• _Records_

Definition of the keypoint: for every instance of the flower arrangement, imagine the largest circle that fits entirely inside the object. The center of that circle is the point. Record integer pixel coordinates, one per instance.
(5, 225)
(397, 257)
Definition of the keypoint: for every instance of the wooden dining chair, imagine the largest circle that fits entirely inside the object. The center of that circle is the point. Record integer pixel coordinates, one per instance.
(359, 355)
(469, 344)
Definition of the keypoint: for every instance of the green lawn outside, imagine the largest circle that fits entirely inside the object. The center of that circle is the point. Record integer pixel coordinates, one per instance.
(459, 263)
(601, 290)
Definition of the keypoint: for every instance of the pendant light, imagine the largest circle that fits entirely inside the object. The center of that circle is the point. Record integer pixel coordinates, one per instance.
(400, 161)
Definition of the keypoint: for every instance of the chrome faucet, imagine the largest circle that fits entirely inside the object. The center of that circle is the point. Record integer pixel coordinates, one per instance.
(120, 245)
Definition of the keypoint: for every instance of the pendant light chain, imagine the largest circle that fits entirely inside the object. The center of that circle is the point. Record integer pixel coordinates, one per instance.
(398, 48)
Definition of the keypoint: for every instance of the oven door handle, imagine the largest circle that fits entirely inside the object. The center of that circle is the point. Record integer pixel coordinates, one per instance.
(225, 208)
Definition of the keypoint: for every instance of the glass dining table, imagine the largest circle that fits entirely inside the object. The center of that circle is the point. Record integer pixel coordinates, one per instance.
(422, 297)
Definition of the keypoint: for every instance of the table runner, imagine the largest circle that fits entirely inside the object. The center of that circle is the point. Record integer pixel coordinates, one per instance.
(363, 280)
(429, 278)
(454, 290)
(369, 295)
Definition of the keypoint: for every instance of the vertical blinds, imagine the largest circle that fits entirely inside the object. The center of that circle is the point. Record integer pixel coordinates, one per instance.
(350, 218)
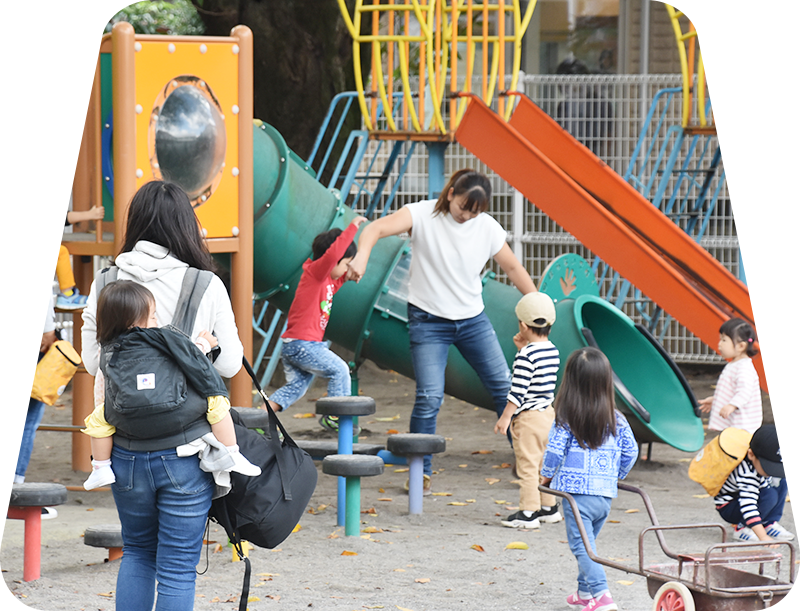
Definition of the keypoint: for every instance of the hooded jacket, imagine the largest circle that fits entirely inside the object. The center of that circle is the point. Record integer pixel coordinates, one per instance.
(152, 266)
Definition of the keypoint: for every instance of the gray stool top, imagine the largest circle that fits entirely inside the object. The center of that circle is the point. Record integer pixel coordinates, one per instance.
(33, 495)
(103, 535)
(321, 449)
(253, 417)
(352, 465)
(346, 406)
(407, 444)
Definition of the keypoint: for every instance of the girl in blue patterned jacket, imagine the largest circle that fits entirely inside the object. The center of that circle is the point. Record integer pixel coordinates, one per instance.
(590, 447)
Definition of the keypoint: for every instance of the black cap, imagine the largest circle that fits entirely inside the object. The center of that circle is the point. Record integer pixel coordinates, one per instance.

--

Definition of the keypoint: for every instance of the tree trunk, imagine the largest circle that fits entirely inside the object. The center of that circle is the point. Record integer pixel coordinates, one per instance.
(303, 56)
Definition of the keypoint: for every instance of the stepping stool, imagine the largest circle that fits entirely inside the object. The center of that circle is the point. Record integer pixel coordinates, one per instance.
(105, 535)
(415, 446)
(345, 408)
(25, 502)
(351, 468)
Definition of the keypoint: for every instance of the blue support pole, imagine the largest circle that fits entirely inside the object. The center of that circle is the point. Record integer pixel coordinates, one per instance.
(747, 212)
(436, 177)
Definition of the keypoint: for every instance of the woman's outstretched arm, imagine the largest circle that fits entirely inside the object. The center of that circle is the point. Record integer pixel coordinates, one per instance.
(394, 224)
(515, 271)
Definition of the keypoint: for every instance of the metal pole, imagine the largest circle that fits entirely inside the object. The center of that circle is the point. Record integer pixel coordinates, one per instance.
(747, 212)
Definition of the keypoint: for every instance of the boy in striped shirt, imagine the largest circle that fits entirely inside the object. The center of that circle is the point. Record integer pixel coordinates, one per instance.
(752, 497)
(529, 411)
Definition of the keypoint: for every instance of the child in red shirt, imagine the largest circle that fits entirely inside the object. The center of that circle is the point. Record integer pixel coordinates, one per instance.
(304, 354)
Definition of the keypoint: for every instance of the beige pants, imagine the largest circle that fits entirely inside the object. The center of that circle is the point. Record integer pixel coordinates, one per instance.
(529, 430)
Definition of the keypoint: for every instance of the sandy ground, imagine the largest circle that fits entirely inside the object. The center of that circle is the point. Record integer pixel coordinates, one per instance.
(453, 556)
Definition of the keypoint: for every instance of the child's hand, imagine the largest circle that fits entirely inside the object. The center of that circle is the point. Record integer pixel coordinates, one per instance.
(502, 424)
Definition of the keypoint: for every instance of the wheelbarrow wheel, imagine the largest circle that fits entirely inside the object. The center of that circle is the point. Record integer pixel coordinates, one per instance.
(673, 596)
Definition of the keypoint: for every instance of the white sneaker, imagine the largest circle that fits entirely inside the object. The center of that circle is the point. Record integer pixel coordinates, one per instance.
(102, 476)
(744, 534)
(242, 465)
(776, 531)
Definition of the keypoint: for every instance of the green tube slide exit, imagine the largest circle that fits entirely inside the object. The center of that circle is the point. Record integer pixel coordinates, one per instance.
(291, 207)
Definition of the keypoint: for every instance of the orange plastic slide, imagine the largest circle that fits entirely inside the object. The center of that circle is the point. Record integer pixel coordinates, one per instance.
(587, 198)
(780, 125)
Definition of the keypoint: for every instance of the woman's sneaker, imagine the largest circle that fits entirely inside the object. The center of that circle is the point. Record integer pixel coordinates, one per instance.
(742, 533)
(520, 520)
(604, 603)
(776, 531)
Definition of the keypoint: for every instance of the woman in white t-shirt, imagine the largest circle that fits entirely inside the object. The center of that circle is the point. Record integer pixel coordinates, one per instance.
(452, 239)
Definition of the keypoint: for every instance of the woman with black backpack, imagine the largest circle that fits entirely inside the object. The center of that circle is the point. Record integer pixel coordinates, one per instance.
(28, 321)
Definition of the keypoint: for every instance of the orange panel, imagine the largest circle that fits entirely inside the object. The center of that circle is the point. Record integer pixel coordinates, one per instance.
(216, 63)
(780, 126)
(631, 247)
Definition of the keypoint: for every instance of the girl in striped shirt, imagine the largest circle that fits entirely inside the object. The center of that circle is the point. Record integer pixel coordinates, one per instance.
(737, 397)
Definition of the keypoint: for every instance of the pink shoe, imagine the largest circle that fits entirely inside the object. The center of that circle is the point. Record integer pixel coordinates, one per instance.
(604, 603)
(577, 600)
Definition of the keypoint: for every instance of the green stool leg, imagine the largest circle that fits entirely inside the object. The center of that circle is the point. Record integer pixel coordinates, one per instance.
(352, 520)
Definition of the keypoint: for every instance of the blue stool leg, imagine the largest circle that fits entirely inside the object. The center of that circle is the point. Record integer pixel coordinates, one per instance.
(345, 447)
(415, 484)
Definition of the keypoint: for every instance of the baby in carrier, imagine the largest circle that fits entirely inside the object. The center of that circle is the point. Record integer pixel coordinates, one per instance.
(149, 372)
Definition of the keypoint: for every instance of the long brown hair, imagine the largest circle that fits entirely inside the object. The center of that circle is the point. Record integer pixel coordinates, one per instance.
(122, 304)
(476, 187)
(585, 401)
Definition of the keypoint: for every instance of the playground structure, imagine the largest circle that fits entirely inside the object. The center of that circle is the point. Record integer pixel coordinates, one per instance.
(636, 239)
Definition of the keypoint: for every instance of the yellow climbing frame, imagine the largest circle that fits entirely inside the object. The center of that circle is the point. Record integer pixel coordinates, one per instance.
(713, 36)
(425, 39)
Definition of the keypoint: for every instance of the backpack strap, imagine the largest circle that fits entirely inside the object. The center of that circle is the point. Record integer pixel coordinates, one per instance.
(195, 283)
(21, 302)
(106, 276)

---

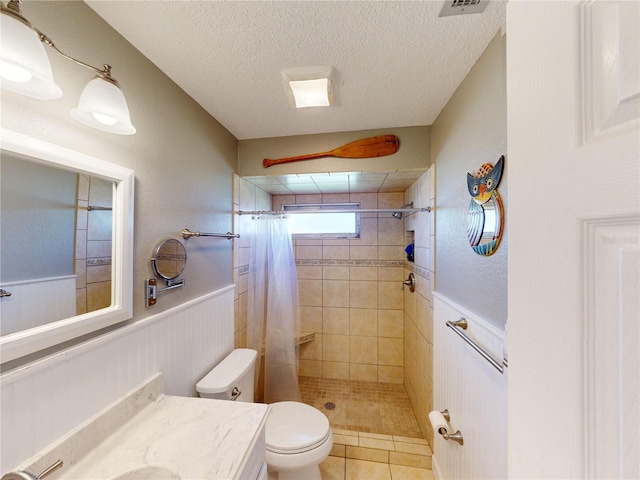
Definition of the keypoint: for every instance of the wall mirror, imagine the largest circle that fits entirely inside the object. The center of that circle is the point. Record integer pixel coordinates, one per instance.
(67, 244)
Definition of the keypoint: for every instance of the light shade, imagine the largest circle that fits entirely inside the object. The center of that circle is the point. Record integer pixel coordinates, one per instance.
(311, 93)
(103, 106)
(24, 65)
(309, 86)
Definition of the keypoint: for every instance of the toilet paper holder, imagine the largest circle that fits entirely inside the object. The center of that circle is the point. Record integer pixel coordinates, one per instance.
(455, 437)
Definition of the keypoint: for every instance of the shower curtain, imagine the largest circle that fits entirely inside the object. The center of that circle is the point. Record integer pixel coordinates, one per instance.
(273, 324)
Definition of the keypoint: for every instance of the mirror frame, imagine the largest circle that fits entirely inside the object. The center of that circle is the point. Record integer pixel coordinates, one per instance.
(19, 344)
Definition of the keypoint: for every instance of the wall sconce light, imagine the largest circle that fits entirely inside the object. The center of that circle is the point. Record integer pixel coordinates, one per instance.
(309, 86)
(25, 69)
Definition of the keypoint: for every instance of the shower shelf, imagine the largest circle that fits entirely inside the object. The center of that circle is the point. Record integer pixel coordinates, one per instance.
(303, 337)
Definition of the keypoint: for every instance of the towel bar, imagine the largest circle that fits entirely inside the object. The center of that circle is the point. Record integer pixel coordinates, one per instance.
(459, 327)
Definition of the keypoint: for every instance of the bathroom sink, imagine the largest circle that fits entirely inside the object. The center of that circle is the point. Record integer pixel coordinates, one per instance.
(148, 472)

• _Work instruction_
Set down, exactly as they stand above, the lines starting with the line with "Definition of the keypoint: for every instance of the gray" and going on through the line with "Definition of the keypoint: for every instance of the black", and no others.

• _Response to this exercise_
Definition of the keypoint: for every instance of the gray stool top, imagine the largest circle that fits entirely inside the object. The center of that circle is the point. Record integer pixel coordinates, one per instance.
(33, 495)
(103, 535)
(321, 449)
(253, 417)
(352, 465)
(346, 406)
(407, 444)
Definition of the keypoint: for every instance of the girl in blue patterned jacket, imagine the largest circle that fits entirely inside the object. The center of that circle is the point. Record integer pixel coordinates, one per instance.
(590, 447)
Definition of the keypoint: for every instance of the black cap, imagine the largest circle that fits entirely inside the object. The center of that circle is the point. Record integer pixel coordinates, one per instance.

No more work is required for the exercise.